This revelation led to the dispute between Hoover and Sen. Robert Kennedy over who was to blame for the bugging. No matter which of these men--the head of the FBI or the former Attorney General -- actually ordered the eavesdropping, the important facts remains that he did it in violation of the laws he had sworn to preserve, protect and defend. This is the widespread assumption within the Justice Department -- that the Machiavellian concept of the end jusfying the means holds in the pursuit of criminals and subversives--and it is doubtful that the President's Right of Privacy Bill would do much to change it.
"There is an implication in [Justice] Department policy," said the Justice official, "to use eavesdropping instruments. It is versus the public order not to use them. To the public this implies that we are doing something unsporty.
"If an agent is himself unaware of what is the policy or if there is a lack of clarity--on purpose or deliberately--he must decide his own policy. Whether wiretapping is right or wrong, a given case is decided on the line.
"All this involves another politically philosophical question: should the aim of an agency, like the FBI, be subservient to an official like the President or the Attorney General? Or should it be like a separate branch of government?
"There are two schools of thought on this. One says the FBI is really the fourth branch of government. It's job is to investigate the others--the President, Congress and the Supreme Court. The other school says that if you're going to start doubting the President, you might as well get out of government."
President Johnson has already issued a confidential directive to all departments and agencies halting bugging not "fully in accord with the law and with a decent regard for the rights of others." How this will be interpreted by the FBI or the IRS--or such reputed eavesdroppers as the Pure Food and Drug Administration and the Bureau of Narcotic--is still left to the administrators of those agencies.
"When things get so bad that people are dissatisfied," said the Justice official, "it's time to rack up and start over again. The only real danger is that the government might not let the policy be talked about. The press and other news media are a real check and balance to keep the government form running roughshod. It's only when a political state forgets why it does something that it becomes a real threat.

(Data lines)
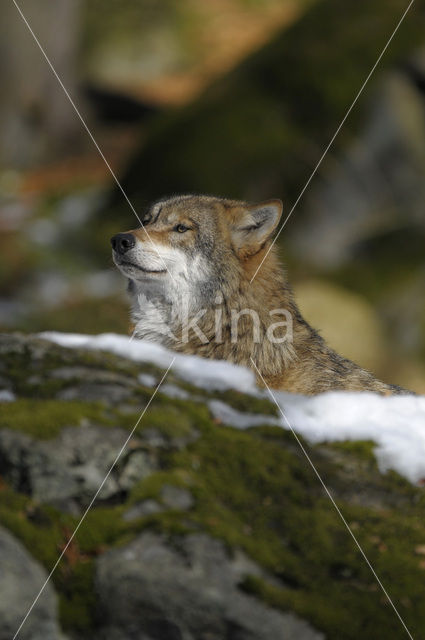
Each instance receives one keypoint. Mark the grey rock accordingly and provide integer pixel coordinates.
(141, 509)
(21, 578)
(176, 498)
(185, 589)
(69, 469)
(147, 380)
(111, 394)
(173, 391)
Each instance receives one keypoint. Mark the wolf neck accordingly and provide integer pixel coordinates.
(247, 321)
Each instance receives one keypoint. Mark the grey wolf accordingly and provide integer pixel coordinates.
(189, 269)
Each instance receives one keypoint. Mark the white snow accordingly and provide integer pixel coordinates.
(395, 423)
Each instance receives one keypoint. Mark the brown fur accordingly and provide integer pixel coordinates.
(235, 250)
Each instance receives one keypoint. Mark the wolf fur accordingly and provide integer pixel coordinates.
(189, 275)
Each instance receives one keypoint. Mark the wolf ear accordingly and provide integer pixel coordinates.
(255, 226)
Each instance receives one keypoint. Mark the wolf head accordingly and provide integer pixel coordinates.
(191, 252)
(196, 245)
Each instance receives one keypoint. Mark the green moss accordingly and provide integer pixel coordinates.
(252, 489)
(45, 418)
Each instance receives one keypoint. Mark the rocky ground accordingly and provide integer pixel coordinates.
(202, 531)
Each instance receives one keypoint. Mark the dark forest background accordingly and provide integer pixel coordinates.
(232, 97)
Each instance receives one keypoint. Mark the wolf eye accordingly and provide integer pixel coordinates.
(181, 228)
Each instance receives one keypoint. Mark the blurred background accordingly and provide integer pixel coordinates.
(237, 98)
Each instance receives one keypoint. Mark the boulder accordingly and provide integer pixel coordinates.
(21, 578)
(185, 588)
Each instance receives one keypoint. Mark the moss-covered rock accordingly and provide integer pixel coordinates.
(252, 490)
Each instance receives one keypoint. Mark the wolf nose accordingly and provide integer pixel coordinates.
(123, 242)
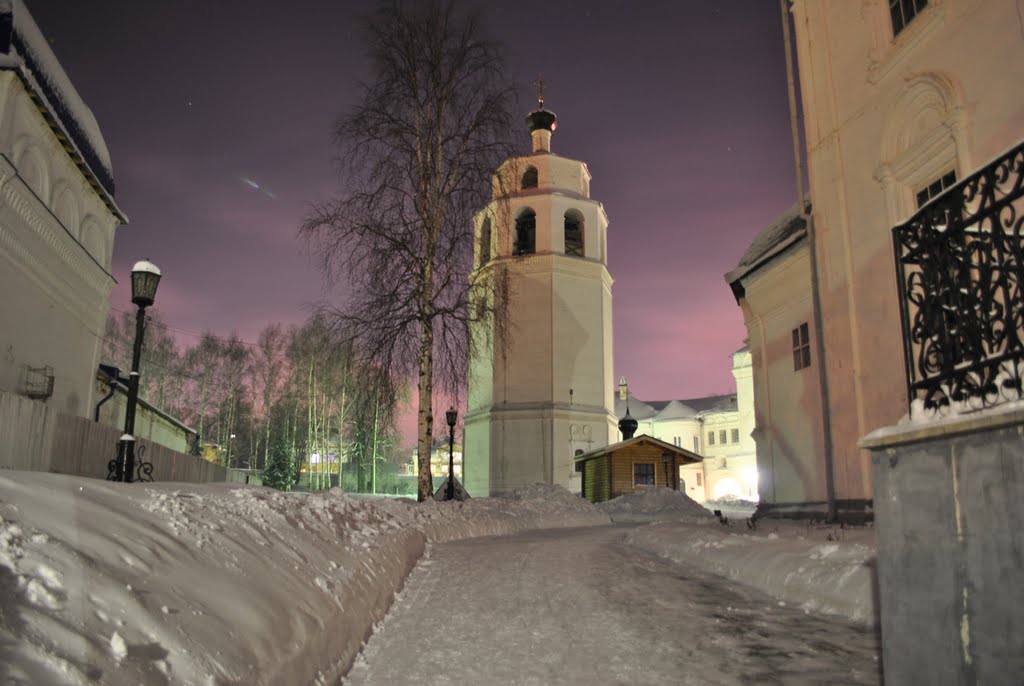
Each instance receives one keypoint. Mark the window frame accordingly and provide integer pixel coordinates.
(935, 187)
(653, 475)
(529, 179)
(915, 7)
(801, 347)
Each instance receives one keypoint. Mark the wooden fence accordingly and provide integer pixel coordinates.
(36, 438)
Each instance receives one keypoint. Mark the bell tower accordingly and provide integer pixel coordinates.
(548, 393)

§ Challenge 1
According to the eavesdropping text, to whom did President Johnson issue a confidential directive?
§ Challenge 2
Return the part of the eavesdropping text that opens with the words containing "This revelation led" and closes with "doing something unsporty.".
The lines are material kept apart from the eavesdropping text.

§ Task output 1
To all departments and agencies.

§ Task output 2
This revelation led to the dispute between Hoover and Sen. Robert Kennedy over who was to blame for the bugging. No matter which of these men--the head of the FBI or the former Attorney General -- actually ordered the eavesdropping, the important facts remains that he did it in violation of the laws he had sworn to preserve, protect and defend. This is the widespread assumption within the Justice Department -- that the Machiavellian concept of the end jusfying the means holds in the pursuit of criminals and subversives--and it is doubtful that the President's Right of Privacy Bill would do much to change it.
"There is an implication in [Justice] Department policy," said the Justice official, "to use eavesdropping instruments. It is versus the public order not to use them. To the public this implies that we are doing something unsporty.